[Stored data entries]

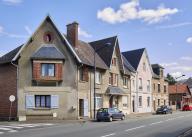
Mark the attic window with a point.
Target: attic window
(48, 37)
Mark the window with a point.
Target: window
(99, 102)
(125, 82)
(148, 101)
(83, 74)
(98, 77)
(114, 61)
(144, 66)
(159, 88)
(148, 85)
(140, 101)
(165, 88)
(48, 70)
(159, 102)
(140, 84)
(42, 101)
(113, 79)
(125, 101)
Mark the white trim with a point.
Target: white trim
(48, 16)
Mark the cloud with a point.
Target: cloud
(12, 2)
(175, 25)
(132, 11)
(84, 33)
(186, 58)
(29, 31)
(11, 35)
(177, 74)
(189, 40)
(182, 68)
(169, 64)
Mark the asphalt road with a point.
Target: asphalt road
(170, 125)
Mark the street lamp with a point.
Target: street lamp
(176, 88)
(94, 92)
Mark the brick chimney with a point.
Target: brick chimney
(72, 34)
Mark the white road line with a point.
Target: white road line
(135, 128)
(156, 123)
(108, 135)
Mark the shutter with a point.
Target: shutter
(30, 101)
(85, 107)
(54, 101)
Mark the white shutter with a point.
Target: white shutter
(30, 101)
(54, 101)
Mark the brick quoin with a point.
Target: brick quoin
(8, 86)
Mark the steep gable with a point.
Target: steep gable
(134, 56)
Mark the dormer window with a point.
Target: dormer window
(48, 37)
(48, 70)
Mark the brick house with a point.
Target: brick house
(179, 95)
(159, 87)
(52, 75)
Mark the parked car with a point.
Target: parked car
(187, 108)
(109, 114)
(164, 110)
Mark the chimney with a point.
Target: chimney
(72, 34)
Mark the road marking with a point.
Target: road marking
(135, 128)
(108, 135)
(156, 123)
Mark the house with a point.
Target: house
(52, 76)
(141, 96)
(159, 87)
(179, 95)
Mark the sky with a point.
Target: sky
(163, 27)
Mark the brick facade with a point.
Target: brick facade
(8, 86)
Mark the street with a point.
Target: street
(151, 126)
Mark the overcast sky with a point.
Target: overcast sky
(164, 27)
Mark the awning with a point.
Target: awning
(115, 91)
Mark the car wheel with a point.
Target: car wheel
(110, 119)
(123, 118)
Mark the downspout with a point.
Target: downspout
(17, 83)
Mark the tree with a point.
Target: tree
(171, 79)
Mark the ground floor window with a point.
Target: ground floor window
(158, 102)
(125, 101)
(140, 101)
(43, 101)
(148, 101)
(99, 102)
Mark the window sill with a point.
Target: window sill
(41, 108)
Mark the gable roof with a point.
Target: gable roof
(7, 58)
(48, 52)
(86, 54)
(127, 65)
(105, 48)
(179, 88)
(48, 18)
(134, 57)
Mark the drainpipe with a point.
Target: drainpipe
(17, 78)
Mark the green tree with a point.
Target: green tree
(171, 79)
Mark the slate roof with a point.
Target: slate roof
(105, 48)
(86, 54)
(128, 67)
(179, 88)
(48, 52)
(7, 58)
(115, 91)
(134, 56)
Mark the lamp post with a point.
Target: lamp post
(176, 88)
(94, 85)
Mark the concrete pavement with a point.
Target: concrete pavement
(150, 126)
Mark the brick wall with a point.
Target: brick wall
(8, 86)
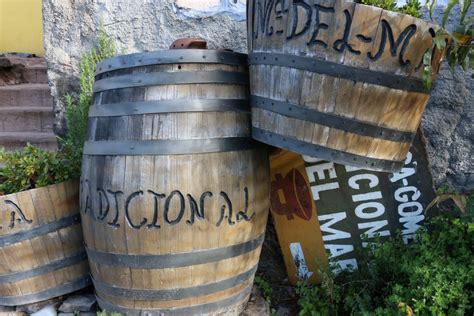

§ **REQUIREMENT**
Nothing in the records should be changed in the copy, but the pictures must be left out.

§ **RESPONSE**
Mark the attic window with a point.
Target: attic window
(48, 37)
Mark the window with a point.
Target: window
(99, 102)
(125, 82)
(148, 101)
(83, 74)
(98, 77)
(114, 61)
(144, 66)
(159, 88)
(148, 85)
(140, 101)
(165, 88)
(48, 70)
(159, 102)
(140, 84)
(42, 101)
(113, 79)
(125, 101)
Mark the white trim with a point.
Target: white trim
(48, 16)
Mark the cloud with a point.
Target: cloud
(12, 2)
(175, 25)
(132, 11)
(84, 33)
(186, 58)
(29, 31)
(11, 35)
(177, 74)
(189, 40)
(182, 68)
(169, 64)
Mark the asphalt road with a point.
Target: asphalt road
(170, 125)
Mark the street lamp with a point.
Target: street lamp
(176, 88)
(94, 92)
Mark the brick chimney with a point.
Target: brick chimney
(72, 34)
Mark the white road line with a point.
Target: white road line
(135, 128)
(156, 123)
(108, 135)
Mark the shutter with a point.
Target: shutter
(30, 101)
(85, 107)
(54, 101)
Mark the white shutter with a point.
Target: white shutter
(30, 101)
(54, 101)
Mark the brick quoin with a point.
Target: brick quoin
(8, 86)
Mark the steep gable with a point.
Target: steep gable
(134, 56)
Mark the dormer window with a point.
Target: dormer window
(48, 37)
(48, 70)
Mark the brick house with a point.
Target: brick house
(179, 95)
(159, 87)
(52, 75)
Mark the parked car with a point.
Target: parked car
(187, 108)
(109, 114)
(164, 110)
Mark the chimney with a point.
Target: chimney
(72, 34)
Mark the road marking with a point.
Target: road marking
(135, 128)
(108, 135)
(156, 123)
Mark the house with a point.
Target: house
(52, 76)
(141, 96)
(159, 87)
(179, 95)
Mark the sky with a point.
Target: sky
(163, 27)
Mark the brick facade with a point.
Target: brick facade
(8, 86)
Mark the street with a point.
Target: street
(151, 126)
Mark the overcast sky with a point.
Target: overcast sky
(164, 27)
Mark the awning with a point.
Target: awning
(115, 91)
Mark the car wheel with a point.
Target: car wheel
(110, 119)
(123, 118)
Mark the downspout with a point.
Target: downspout
(17, 83)
Mark the tree with a point.
Target: tree
(171, 79)
Mark the ground floor window with a point.
Target: ground floor window
(158, 102)
(125, 101)
(140, 101)
(43, 101)
(148, 101)
(99, 102)
Mark the window sill with a point.
Target: window sill
(41, 108)
Mark the gable roof with a point.
Target: gable roof
(7, 58)
(48, 52)
(86, 54)
(127, 65)
(105, 48)
(179, 88)
(48, 18)
(134, 57)
Mark the drainpipe with a point.
Target: drainpipe
(17, 78)
Mark the green tree with a point.
Target: green tree
(171, 79)
Mark the slate roof with a point.
Target: slate roof
(105, 48)
(86, 54)
(128, 67)
(179, 88)
(48, 52)
(7, 58)
(115, 91)
(134, 56)
Mark the lamp post with a point.
Target: lamp post
(176, 88)
(94, 85)
Mark the concrete pavement with a point.
Target: concrete pavement
(150, 126)
Mark the brick wall with a point.
Target: brick wall
(8, 86)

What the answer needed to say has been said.